INFORMATION GIVEN |
=== Section Start ===

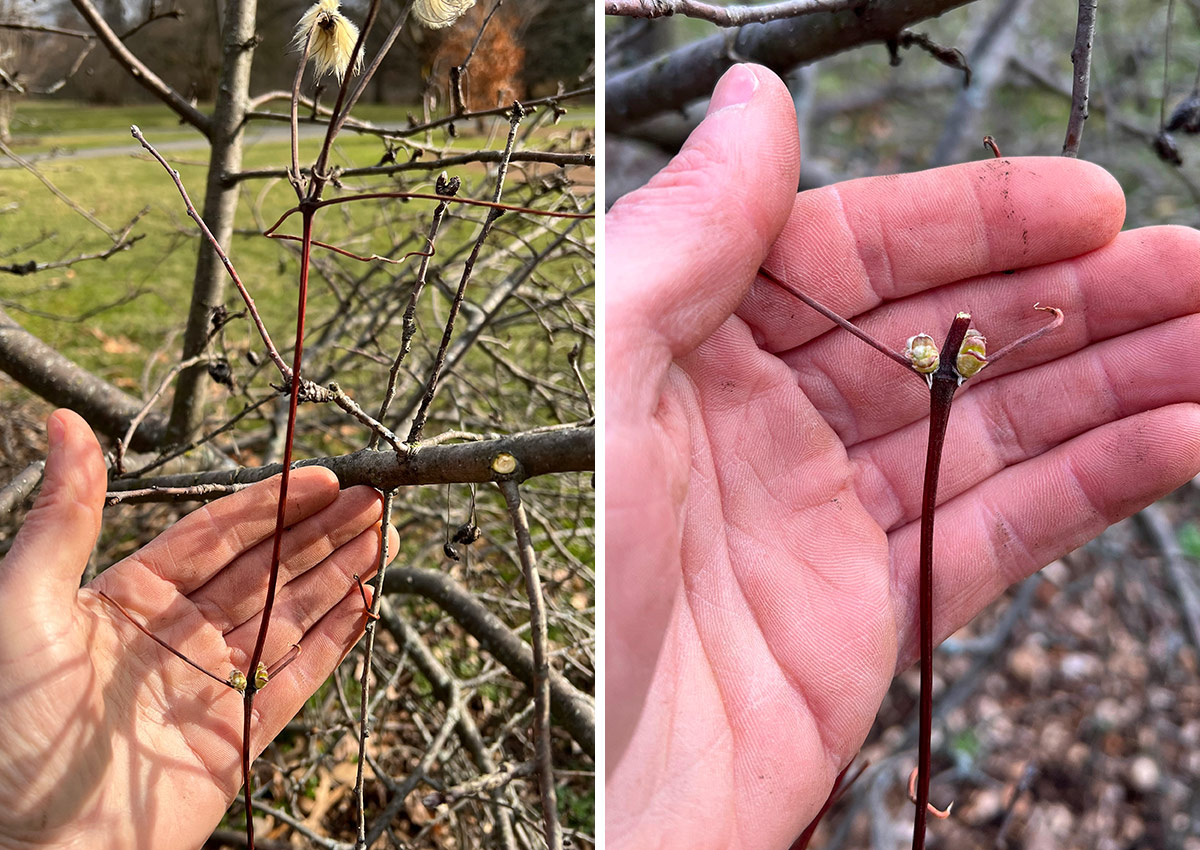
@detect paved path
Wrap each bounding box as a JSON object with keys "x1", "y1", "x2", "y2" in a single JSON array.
[{"x1": 1, "y1": 123, "x2": 329, "y2": 167}]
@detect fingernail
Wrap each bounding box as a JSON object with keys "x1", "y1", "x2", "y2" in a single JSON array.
[
  {"x1": 47, "y1": 412, "x2": 65, "y2": 452},
  {"x1": 707, "y1": 64, "x2": 759, "y2": 115}
]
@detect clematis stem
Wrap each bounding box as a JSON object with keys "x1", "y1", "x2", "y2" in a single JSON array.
[{"x1": 759, "y1": 266, "x2": 1063, "y2": 850}]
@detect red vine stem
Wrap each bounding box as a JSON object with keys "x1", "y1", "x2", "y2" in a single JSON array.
[
  {"x1": 757, "y1": 266, "x2": 917, "y2": 372},
  {"x1": 241, "y1": 209, "x2": 314, "y2": 850},
  {"x1": 911, "y1": 312, "x2": 971, "y2": 850}
]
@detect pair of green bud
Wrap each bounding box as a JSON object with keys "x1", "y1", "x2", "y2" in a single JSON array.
[
  {"x1": 228, "y1": 662, "x2": 270, "y2": 694},
  {"x1": 904, "y1": 328, "x2": 987, "y2": 381}
]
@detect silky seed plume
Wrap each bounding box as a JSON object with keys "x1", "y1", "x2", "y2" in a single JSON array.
[
  {"x1": 412, "y1": 0, "x2": 475, "y2": 29},
  {"x1": 293, "y1": 0, "x2": 362, "y2": 83}
]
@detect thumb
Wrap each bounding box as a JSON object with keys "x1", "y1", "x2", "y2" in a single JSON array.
[
  {"x1": 2, "y1": 409, "x2": 106, "y2": 607},
  {"x1": 607, "y1": 64, "x2": 800, "y2": 369}
]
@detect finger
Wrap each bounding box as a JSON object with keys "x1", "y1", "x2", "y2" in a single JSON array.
[
  {"x1": 742, "y1": 156, "x2": 1125, "y2": 353},
  {"x1": 2, "y1": 410, "x2": 106, "y2": 609},
  {"x1": 246, "y1": 530, "x2": 399, "y2": 751},
  {"x1": 223, "y1": 520, "x2": 397, "y2": 667},
  {"x1": 887, "y1": 403, "x2": 1200, "y2": 669},
  {"x1": 854, "y1": 313, "x2": 1200, "y2": 531},
  {"x1": 185, "y1": 485, "x2": 385, "y2": 633},
  {"x1": 778, "y1": 226, "x2": 1200, "y2": 447},
  {"x1": 107, "y1": 465, "x2": 343, "y2": 596},
  {"x1": 607, "y1": 63, "x2": 800, "y2": 417}
]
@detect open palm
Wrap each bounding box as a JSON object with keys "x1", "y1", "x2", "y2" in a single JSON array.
[
  {"x1": 0, "y1": 409, "x2": 397, "y2": 850},
  {"x1": 606, "y1": 64, "x2": 1200, "y2": 850}
]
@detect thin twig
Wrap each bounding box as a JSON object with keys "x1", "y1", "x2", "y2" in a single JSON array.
[
  {"x1": 131, "y1": 126, "x2": 290, "y2": 377},
  {"x1": 1062, "y1": 0, "x2": 1098, "y2": 157},
  {"x1": 68, "y1": 0, "x2": 211, "y2": 134},
  {"x1": 757, "y1": 266, "x2": 917, "y2": 372},
  {"x1": 1163, "y1": 0, "x2": 1177, "y2": 129},
  {"x1": 290, "y1": 26, "x2": 316, "y2": 200},
  {"x1": 450, "y1": 0, "x2": 505, "y2": 114},
  {"x1": 983, "y1": 304, "x2": 1063, "y2": 365},
  {"x1": 371, "y1": 191, "x2": 454, "y2": 450},
  {"x1": 498, "y1": 479, "x2": 561, "y2": 850},
  {"x1": 605, "y1": 0, "x2": 861, "y2": 26},
  {"x1": 96, "y1": 590, "x2": 236, "y2": 689},
  {"x1": 567, "y1": 342, "x2": 594, "y2": 418},
  {"x1": 1137, "y1": 504, "x2": 1200, "y2": 653},
  {"x1": 407, "y1": 104, "x2": 527, "y2": 443},
  {"x1": 377, "y1": 601, "x2": 519, "y2": 850},
  {"x1": 354, "y1": 490, "x2": 394, "y2": 850},
  {"x1": 114, "y1": 354, "x2": 209, "y2": 474},
  {"x1": 241, "y1": 86, "x2": 594, "y2": 143},
  {"x1": 261, "y1": 192, "x2": 593, "y2": 237},
  {"x1": 310, "y1": 0, "x2": 393, "y2": 197},
  {"x1": 0, "y1": 139, "x2": 134, "y2": 242}
]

=== Section End ===

YOUR TASK | Count the lines in these records that hold the string "detect". Only the number is wanted.

OUTPUT FOR THIS TASK | 10